[start Dataset content]

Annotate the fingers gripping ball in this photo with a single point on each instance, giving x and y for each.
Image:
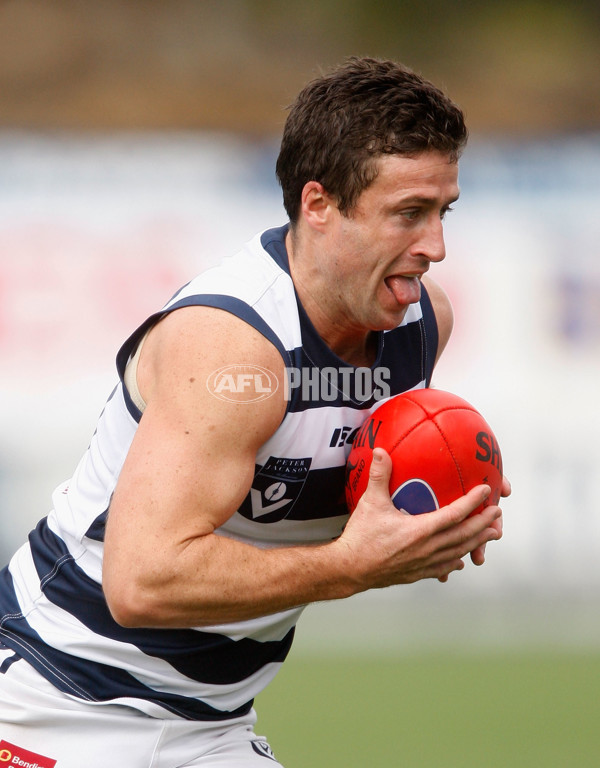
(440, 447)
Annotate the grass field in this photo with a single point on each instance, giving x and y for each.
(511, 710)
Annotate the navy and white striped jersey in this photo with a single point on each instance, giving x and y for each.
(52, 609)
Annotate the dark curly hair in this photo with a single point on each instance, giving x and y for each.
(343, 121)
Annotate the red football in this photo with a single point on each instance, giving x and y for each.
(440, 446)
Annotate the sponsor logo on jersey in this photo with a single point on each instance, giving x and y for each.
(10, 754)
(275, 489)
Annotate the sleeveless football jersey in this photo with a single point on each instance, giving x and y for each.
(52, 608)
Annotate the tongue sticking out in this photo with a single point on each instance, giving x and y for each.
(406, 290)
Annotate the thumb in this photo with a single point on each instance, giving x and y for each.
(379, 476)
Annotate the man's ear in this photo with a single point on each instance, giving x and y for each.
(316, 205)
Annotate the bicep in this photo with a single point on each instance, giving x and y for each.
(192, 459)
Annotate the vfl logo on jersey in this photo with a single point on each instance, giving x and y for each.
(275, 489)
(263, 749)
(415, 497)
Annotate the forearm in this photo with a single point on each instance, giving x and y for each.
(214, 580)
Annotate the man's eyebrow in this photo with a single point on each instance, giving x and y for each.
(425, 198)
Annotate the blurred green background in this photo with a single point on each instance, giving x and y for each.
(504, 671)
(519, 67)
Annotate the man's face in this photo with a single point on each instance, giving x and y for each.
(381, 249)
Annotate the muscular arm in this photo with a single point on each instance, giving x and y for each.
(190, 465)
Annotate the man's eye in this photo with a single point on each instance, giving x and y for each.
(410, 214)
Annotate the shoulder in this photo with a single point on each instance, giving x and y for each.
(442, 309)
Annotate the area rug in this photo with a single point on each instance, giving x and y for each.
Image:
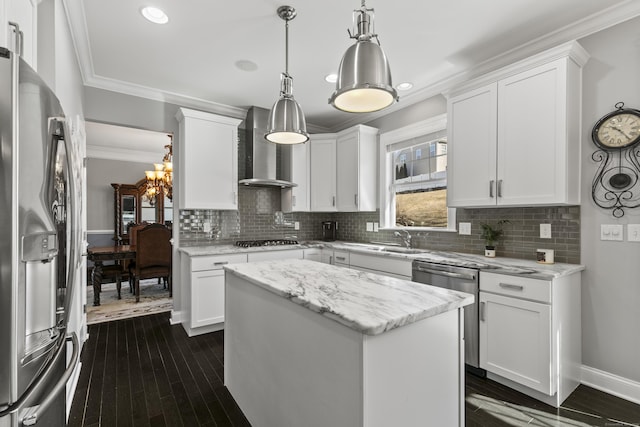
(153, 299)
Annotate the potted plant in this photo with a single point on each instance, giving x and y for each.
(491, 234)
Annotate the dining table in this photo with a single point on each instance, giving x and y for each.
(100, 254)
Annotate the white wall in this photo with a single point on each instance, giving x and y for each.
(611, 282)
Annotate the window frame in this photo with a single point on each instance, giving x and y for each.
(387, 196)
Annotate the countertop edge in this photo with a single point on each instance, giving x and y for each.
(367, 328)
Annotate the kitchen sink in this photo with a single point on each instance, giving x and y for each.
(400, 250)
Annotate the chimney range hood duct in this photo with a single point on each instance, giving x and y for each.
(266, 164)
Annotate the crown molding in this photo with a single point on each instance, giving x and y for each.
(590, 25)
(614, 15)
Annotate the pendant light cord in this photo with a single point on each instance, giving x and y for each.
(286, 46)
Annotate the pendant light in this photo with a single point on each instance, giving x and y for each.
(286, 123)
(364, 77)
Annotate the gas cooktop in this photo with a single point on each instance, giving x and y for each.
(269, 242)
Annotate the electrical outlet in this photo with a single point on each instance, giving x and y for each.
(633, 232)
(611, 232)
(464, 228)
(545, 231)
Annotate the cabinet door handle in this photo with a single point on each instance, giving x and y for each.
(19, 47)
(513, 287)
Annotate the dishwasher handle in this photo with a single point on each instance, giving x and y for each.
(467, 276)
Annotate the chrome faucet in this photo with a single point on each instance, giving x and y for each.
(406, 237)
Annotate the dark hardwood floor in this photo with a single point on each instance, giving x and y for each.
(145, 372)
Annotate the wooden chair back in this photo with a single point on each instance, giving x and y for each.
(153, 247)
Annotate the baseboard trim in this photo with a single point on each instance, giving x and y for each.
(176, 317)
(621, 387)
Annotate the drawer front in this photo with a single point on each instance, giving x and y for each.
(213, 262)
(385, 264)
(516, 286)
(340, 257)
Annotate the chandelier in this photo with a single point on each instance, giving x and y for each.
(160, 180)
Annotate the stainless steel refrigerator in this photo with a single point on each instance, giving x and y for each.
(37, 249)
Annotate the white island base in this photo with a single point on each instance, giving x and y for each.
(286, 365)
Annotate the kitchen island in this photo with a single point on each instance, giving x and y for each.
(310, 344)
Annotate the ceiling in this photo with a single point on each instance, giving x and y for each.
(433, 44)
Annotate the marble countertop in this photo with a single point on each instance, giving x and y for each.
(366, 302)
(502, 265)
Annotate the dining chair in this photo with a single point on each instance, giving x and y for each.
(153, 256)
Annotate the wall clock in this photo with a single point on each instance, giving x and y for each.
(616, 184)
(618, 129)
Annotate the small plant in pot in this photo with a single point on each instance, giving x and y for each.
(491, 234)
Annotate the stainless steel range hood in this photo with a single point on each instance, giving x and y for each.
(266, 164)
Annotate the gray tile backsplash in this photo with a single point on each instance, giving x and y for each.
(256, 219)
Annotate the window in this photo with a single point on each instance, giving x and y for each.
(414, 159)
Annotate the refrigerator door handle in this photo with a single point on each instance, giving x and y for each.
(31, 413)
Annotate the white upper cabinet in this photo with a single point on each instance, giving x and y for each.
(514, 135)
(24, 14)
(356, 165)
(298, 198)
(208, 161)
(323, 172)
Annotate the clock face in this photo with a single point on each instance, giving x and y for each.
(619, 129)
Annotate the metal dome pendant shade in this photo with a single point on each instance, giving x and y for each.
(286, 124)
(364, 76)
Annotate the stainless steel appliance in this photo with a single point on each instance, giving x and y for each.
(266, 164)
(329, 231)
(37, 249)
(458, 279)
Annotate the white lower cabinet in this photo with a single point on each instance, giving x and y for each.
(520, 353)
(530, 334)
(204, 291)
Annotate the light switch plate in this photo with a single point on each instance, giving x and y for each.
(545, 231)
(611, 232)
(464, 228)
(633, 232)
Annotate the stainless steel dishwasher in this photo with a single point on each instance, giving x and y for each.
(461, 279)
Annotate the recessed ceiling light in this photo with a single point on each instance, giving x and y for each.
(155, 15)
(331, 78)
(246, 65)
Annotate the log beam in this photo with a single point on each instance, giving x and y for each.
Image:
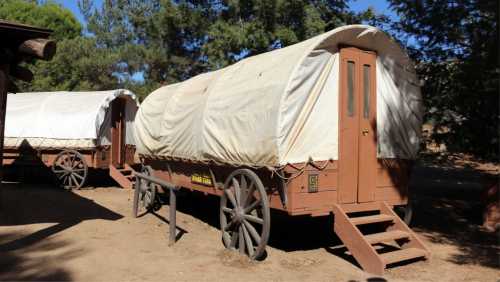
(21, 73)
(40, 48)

[end Dataset content]

• [Task directions]
Exactly as written, return every line of the listing, but not the pictures.

• [Answer for the task]
Annotate the fingers gripping ball in this photo with a single point on each instance, giving x and y for each.
Image:
(440, 447)
Annotate the grass field in this photo with a single point on each instance, giving x and y for each.
(511, 710)
Annotate the navy and white striped jersey in this photo with a single point on each instance, giving x and y for each.
(52, 609)
Annotate the dark curly hair in this photo with a single point on each instance, giving x and y for each.
(343, 121)
Annotate the red football in this photo with a single point on each instance, giving x and y for each.
(440, 446)
Annotate the sponsor logo on jersey in this photo with a single point on each instance, giving x and y for each.
(10, 754)
(275, 489)
Annotate the sleeveless football jersey in this photo with a single point on each instance, giving x and y for each.
(52, 608)
Annotate the tongue sticking out in this photo with a single point on each instance, giving x and y for each.
(406, 290)
Annotate the thumb in this photo with a single point on each instance, giving x and y for each.
(379, 476)
Annotate the man's ear in this photo with a single point on each instance, giving x and y for each.
(316, 205)
Annotate the bicep in this photo with a single point on each instance, giving x and y for each.
(192, 459)
Annotate the vfl logo on jersey in this photo with a single point on each instance, giving x and y for each.
(275, 489)
(263, 749)
(415, 497)
Annotate the forearm in this photo with a single point on each instance, giving x and y for each.
(214, 580)
Annotate the man's eyebrow in this photo with a single point on each instance, giving x and y for each.
(425, 198)
Annotate the blurred green background in this photo with a single point on each instance, giving x and y for each.
(504, 671)
(519, 67)
Annotate the man's face in this photo with a single point on each instance, giving x and y for each.
(381, 249)
Annotate the muscular arm in this photo with a single point on each instance, giving x and y for each.
(190, 465)
Annotate the man's eye in this photo with a single point on each instance, giving x and y for each.
(410, 214)
Annotate the shoulder in this photo with a single point on each instance, giving x and y for each.
(442, 309)
Annotate the area rug in this photo with a single point on each instance, giving x and y for each.
Image:
(153, 299)
Annotate the potted plant in this photo with a single point on each instance, giving x and y for each.
(491, 234)
Annotate the dining table in this photo with a single point on each instance, giving x and y for each.
(100, 254)
Annotate the white wall in this photo with a single point on each instance, giving x and y for each.
(611, 282)
Annotate the window frame in this photo with a single point on each instance, giving x and y for each.
(387, 196)
Annotate the countertop edge in this photo with a single point on each instance, giving x and y for each.
(367, 328)
Annotate the kitchen sink in this photo with a single point on each instance, giving x and y for each.
(400, 250)
Annotate the chimney range hood duct in this photo with a single point on each instance, giving x and y for each.
(266, 164)
Annotate the crown molding in this photo with a single point on each instance, giving x and y for each.
(590, 25)
(614, 15)
Annotate the pendant light cord in this photo with a single point on each instance, giving x and y for each.
(286, 46)
Annotate the pendant light in this photo with a single point on each instance, giving x and y for each.
(286, 123)
(364, 77)
Annotate the gas cooktop in this photo with a single point on each instance, giving x and y for each.
(269, 242)
Annotate the electrical outlet in this photo with a single point on each instance, giving x and y for each.
(633, 232)
(611, 232)
(464, 228)
(545, 231)
Annotate the cabinet door handle in this photo with a single point on each instance, giving x and y for each.
(19, 47)
(513, 287)
Annotate the dishwasher handle in this photo with a single point on each instance, giving x and y for each.
(467, 276)
Annotate the chrome faucet in this photo with a single point on each instance, giving x and y for each.
(406, 237)
Annotate the dark hardwood floor in this photo with a single point on each instance, giving x and y for each.
(145, 372)
Annotate the wooden chair back in this photo with a single point on each instance, giving x and y for each.
(153, 247)
Annotate the baseboard trim in this photo with a single point on each instance, giving x and y for each.
(176, 317)
(621, 387)
Annotate the drawer front in this photo with a single point on each instance, giving x and y for each.
(213, 262)
(385, 264)
(516, 286)
(340, 257)
Annotate the chandelier in this photo with a single point on each instance, giving x and y for each.
(160, 180)
Annotate the stainless steel refrigerator in this photo with a single point on each instance, giving x and y for each.
(37, 249)
Annotate the white island base in this photo with a single point on each instance, giving x and y for each.
(286, 365)
Annotate the kitchen island in this photo with a single point on each instance, giving x and y for each.
(310, 344)
Annotate the ceiling in this photo with a single point on each instance, giving x and y for each.
(433, 44)
Annotate the marble countertop in this photo with a single point on each instance, giving x and y for each.
(366, 302)
(502, 265)
Annotate the dining chair in this photo with a single point on each instance, giving x and y for each.
(153, 256)
Annotate the wall clock in this photo with a single point on each instance, giving x and y for each.
(616, 184)
(618, 129)
Annotate the small plant in pot in this photo with a single point on each instance, giving x and y for each.
(491, 234)
Annotate the stainless steel range hood in this photo with a single point on each instance, giving x and y for each.
(266, 164)
Annotate the gray tile backsplash in this photo with a single point on each instance, giving x and y for each.
(256, 219)
Annotate the window in this photo with a single point on each instance, giving x and y for each.
(414, 159)
Annotate the refrigerator door handle in this photo with a single point on each instance, giving x and y for each.
(31, 413)
Annotate the white upper cabinet in this photo with a single point on each instance, giving x and y for each.
(514, 135)
(24, 14)
(356, 165)
(298, 198)
(208, 161)
(323, 172)
Annotate the clock face in this photo with a single point on each instance, giving x and y for each.
(619, 129)
Annotate the metal dome pendant shade in this photo with a single point on each instance, giving x and y for each.
(286, 124)
(364, 76)
Annotate the stainless steel appliance in this photo with a single point on each instance, giving x and y for each.
(266, 164)
(329, 231)
(37, 249)
(458, 279)
Annotate the white lower cabinet in this photo with a single point on each instance, giving x and y for each.
(520, 353)
(530, 334)
(204, 291)
Annotate the light switch plate in this photo with a single point on each instance, giving x and y for each.
(545, 231)
(611, 232)
(464, 228)
(633, 232)
Annotate the stainless steel dishwasher in this photo with a single point on each instance, giving x and y for each.
(461, 279)
Annotate the recessed ceiling light in this photo with a single point on each instance, giving x and y for each.
(155, 15)
(331, 78)
(246, 65)
Annotate the log beam in this photo with a single point on each instance, giving x and y for each.
Image:
(21, 73)
(40, 48)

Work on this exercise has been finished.